WORK ORDER
Write the records out exactly as shown. No pictures.

GIVEN ENTRIES
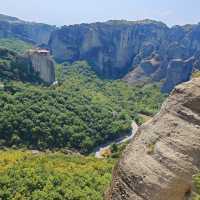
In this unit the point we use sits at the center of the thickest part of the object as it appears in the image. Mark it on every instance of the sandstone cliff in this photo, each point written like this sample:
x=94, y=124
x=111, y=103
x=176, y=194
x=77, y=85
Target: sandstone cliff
x=37, y=33
x=42, y=64
x=141, y=51
x=164, y=155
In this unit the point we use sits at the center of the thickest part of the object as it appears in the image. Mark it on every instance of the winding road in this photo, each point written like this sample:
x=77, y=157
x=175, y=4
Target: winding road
x=121, y=140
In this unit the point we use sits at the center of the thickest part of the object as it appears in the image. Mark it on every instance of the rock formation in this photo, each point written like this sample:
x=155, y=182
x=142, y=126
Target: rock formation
x=164, y=155
x=140, y=52
x=42, y=63
x=36, y=33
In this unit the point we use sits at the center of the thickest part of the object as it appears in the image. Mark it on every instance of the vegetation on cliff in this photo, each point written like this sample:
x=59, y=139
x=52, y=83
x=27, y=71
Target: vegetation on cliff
x=82, y=112
x=15, y=67
x=52, y=176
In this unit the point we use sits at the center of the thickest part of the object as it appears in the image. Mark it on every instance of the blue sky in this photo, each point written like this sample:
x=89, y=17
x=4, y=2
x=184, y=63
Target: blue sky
x=61, y=12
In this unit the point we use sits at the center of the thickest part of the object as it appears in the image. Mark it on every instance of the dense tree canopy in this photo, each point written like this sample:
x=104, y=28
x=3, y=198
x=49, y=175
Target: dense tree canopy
x=81, y=113
x=52, y=176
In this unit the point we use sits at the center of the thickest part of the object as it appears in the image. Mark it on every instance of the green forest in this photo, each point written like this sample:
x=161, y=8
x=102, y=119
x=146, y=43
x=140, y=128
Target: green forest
x=81, y=112
x=52, y=176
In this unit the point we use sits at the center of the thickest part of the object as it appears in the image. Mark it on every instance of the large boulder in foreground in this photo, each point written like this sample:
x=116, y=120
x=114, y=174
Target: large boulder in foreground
x=164, y=155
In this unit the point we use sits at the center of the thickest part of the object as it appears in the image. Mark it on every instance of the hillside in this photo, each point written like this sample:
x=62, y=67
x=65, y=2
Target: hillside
x=36, y=33
x=16, y=45
x=16, y=67
x=139, y=52
x=163, y=158
x=47, y=176
x=82, y=112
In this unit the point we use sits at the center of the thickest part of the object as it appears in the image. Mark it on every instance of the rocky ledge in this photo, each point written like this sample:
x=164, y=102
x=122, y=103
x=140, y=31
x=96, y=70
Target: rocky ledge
x=164, y=155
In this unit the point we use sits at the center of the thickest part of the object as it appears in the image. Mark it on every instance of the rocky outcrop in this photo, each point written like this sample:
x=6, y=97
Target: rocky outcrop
x=164, y=155
x=42, y=64
x=36, y=66
x=140, y=52
x=36, y=33
x=109, y=47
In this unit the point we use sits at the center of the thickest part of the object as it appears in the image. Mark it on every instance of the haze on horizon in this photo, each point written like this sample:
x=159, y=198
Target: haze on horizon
x=66, y=12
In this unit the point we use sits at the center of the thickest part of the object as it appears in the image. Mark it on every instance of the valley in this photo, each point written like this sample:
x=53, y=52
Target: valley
x=93, y=111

ANSWER TO THE EXERCISE
In this unit the point we use sits at the center of the thickest part of the object as it appears in the image. Mark it on every instance of the sandstone cliff in this photo, each point written like this sample:
x=94, y=124
x=111, y=103
x=176, y=194
x=77, y=85
Target: sandstone cliff
x=37, y=33
x=42, y=64
x=141, y=51
x=164, y=155
In this unit the point we use sits at the center of the thickest part of the object as it appears in the image. Mark it on every instance of the winding road in this photo, each point written like this sample:
x=77, y=157
x=175, y=4
Target: winding road
x=121, y=140
In this unit the point we use sits at the center of the thickest part of the object as it appears in the image. Mark it on every instance of the rock formation in this photo, each point written like this sample:
x=155, y=182
x=142, y=126
Target: rock formation
x=164, y=155
x=140, y=52
x=42, y=63
x=36, y=33
In this unit the point we use sits at the center of the thickest part of the object as it appears in the image. Mark it on every instance of the vegetation on cliff in this photo, each point written like this sample:
x=59, y=139
x=52, y=83
x=27, y=71
Target: vegetation on cliff
x=82, y=112
x=15, y=67
x=52, y=176
In this unit the point we use sits at the center of the thickest part of the object as it appears in the image. Mark it on every instance of the blue sky in this photo, each point written like this sample:
x=89, y=17
x=4, y=2
x=184, y=63
Target: blue sky
x=61, y=12
In this unit the point we use sits at the center of the thickest part of the object as it appears in the image. Mark it on every instance of the dense tree canopy in this photo, each point written like this sample:
x=104, y=28
x=3, y=198
x=49, y=175
Target: dense tree canopy
x=81, y=113
x=52, y=176
In this unit the point we use sits at the center of the thickest part of the object as it appears in the image. Mark it on every instance of the green forest in this photo, each point written like this sample:
x=161, y=8
x=102, y=119
x=146, y=43
x=140, y=128
Target: green forest
x=81, y=112
x=52, y=176
In this unit the point we use sits at the center of the thickest part of the object as it appears in the image. Mark it on every instance of the large boulder in foreground in this photo, each point written like this sample:
x=116, y=120
x=114, y=174
Target: large boulder in foreground
x=164, y=155
In this unit the point we use sits at the center of the thickest part of the object as it appears in the image. Mark it on every instance of the hillside in this photo, each point written like this sample:
x=62, y=67
x=65, y=2
Target: hillside
x=36, y=33
x=16, y=45
x=16, y=67
x=139, y=52
x=163, y=158
x=47, y=176
x=82, y=112
In this unit the point we use sits at the center of the thickest part of the object as it appears in the image. Mark it on every instance of the rocky ledge in this photo, each point written like this sample:
x=164, y=102
x=122, y=103
x=140, y=31
x=96, y=70
Target: rocky ledge
x=164, y=155
In this unit the point we use sits at the center of the thickest part of the object as it appears in the image. Mark it on every instance of the rocky outcrop in this photo, each point written like this sample:
x=6, y=97
Target: rocky outcrop
x=164, y=155
x=42, y=64
x=36, y=66
x=140, y=52
x=36, y=33
x=109, y=47
In this unit the point we use sits at the center of the thickest part of the object as it appears in the image. Mark it on every instance of the haze on horizon in this photo, each point written like this sample:
x=159, y=198
Target: haze on horizon
x=66, y=12
In this unit the point we use sits at the center of the thickest part of the object as it appears in the image. Mark it on every instance of the valley in this photo, each point written like this sample:
x=53, y=52
Target: valley
x=93, y=111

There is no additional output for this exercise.